* [What needs to be done]
Copy out every line of the data exactly; do not include the images.

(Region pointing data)
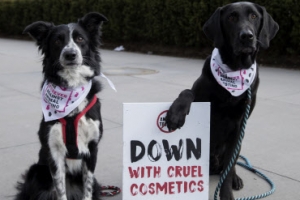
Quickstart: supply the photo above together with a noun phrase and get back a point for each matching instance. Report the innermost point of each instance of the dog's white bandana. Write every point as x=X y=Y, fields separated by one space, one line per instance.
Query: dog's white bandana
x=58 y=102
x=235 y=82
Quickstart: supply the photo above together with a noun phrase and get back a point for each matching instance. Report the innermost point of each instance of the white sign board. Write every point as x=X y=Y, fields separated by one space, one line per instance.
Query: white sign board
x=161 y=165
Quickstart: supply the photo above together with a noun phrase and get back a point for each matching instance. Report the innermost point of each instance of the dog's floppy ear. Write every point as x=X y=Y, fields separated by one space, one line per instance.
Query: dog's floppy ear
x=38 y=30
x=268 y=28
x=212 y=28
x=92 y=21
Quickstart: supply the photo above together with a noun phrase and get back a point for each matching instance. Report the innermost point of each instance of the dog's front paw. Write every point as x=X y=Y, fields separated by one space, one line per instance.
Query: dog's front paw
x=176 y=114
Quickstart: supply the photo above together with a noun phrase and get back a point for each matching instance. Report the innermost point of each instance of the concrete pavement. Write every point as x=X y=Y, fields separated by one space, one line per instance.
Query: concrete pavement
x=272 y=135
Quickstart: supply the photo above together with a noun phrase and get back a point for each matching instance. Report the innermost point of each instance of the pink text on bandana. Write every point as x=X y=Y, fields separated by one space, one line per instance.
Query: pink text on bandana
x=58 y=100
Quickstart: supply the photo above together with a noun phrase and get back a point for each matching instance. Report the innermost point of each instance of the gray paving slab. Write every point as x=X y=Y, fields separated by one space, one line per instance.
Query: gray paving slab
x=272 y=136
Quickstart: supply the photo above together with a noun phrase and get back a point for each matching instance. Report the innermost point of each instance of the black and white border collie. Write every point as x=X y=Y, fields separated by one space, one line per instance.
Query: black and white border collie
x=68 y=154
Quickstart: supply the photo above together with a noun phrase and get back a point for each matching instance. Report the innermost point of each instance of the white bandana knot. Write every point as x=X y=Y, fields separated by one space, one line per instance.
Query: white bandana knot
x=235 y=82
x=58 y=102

* [Response box]
Quickstart: supply the photo above together with a noun phrase and get back a point for each matching instance. Report the innermost point of each instance of the dog's white bandana. Write every point as x=X y=Y, fields separated by one space, one line per instance.
Query: dog's white bandana
x=58 y=102
x=235 y=82
Quickstart: supply the photo above together with a noun phrase and get back a point for each matching instance. Report the innermost point of each instance of the white sign board. Write every point as x=X y=Y, fields separated by one space, one line per instance.
Query: white sign board
x=161 y=165
Quickstart: supply the photo above together with a noun phrase and get back a point for each matching instance. Report the innermost point of each instance of the dog's floppy ear. Write every point as x=X y=Y, fields separated by one space, one line per instance.
Query: dog's floppy ear
x=38 y=30
x=268 y=28
x=212 y=28
x=92 y=21
Quickstart: supply the photo above together with a noun phrase and get back a point for each matching instance. Report the innermost point of each instance of the dog's front paw. Write every point as x=X y=Y, fields separated by one space, one line per instance.
Query: dog's front paw
x=176 y=114
Quickstart: supply the photo above together with a noun phrase and get back a point for each matching instance. Report the innermost point of each instance of the concrete pavement. Write every point as x=X y=Y, fields separated by one space, one line per instance.
Query: concrete pavement
x=272 y=135
Quickstart: supply the photo above together with a noun phrase and get back a point for each matching instance. Report the innermost point of each instance of the pink text on bandana. Write every point as x=X y=Y, fields separated by one space, one line per instance.
Query: pink text on bandana
x=58 y=100
Quickstart: supply the photo above together with a noun phrase and get back a point for each matching instance. Report the innermost point of each instance of the gray paving slab. Write every point as x=X y=Y, fields separated by one space, one line per instance.
Query: gray paving slab
x=272 y=136
Quickstart: supply the photo above together with a noun phrase and get back a point for each matching instance. Report the innermost point of each instance of the black and white border collie. Write every point as x=X y=Y, fields separated by one space, one line per instance.
Query: black and white border collie
x=68 y=154
Quickstart: supply the photo above together with a noun phrase and get back a point for each matching instance. Report the innermost point of each instance of the white bandana knot. Write every point as x=X y=Y, fields separated by one space, one line per instance.
Query: white bandana knot
x=235 y=82
x=58 y=102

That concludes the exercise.